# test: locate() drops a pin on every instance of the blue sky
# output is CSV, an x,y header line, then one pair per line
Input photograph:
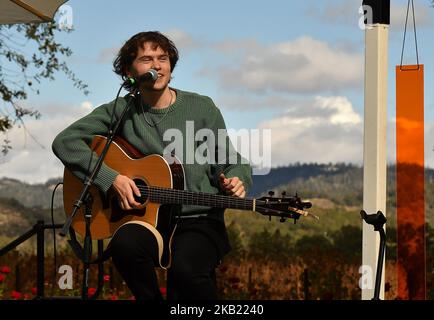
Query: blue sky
x,y
295,67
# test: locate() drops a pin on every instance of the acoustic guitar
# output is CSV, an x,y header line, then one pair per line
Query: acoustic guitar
x,y
161,184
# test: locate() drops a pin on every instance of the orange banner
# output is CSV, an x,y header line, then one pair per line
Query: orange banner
x,y
410,182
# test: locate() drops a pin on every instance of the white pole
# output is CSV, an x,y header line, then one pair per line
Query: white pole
x,y
374,148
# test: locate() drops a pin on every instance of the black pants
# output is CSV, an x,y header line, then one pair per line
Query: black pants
x,y
194,258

** Assignment **
The required answer is the line with "the orange banner" plus every line after it to the end of the entries above, transcribed exactly.

** Result below **
# test: locate() drops a pin on every instance of the orange banner
# output is CSV, an x,y header line, then one pair per line
Query: orange banner
x,y
410,182
# test: locate() drops a pin on every instance of the white pole
# output is CSV, an x,y header line, then one pair per line
Query: white pole
x,y
374,148
# test: locate() drops a pin on every instance of the black pants
# output is CSV, an x,y header line, then one pair per line
Query: black pants
x,y
194,258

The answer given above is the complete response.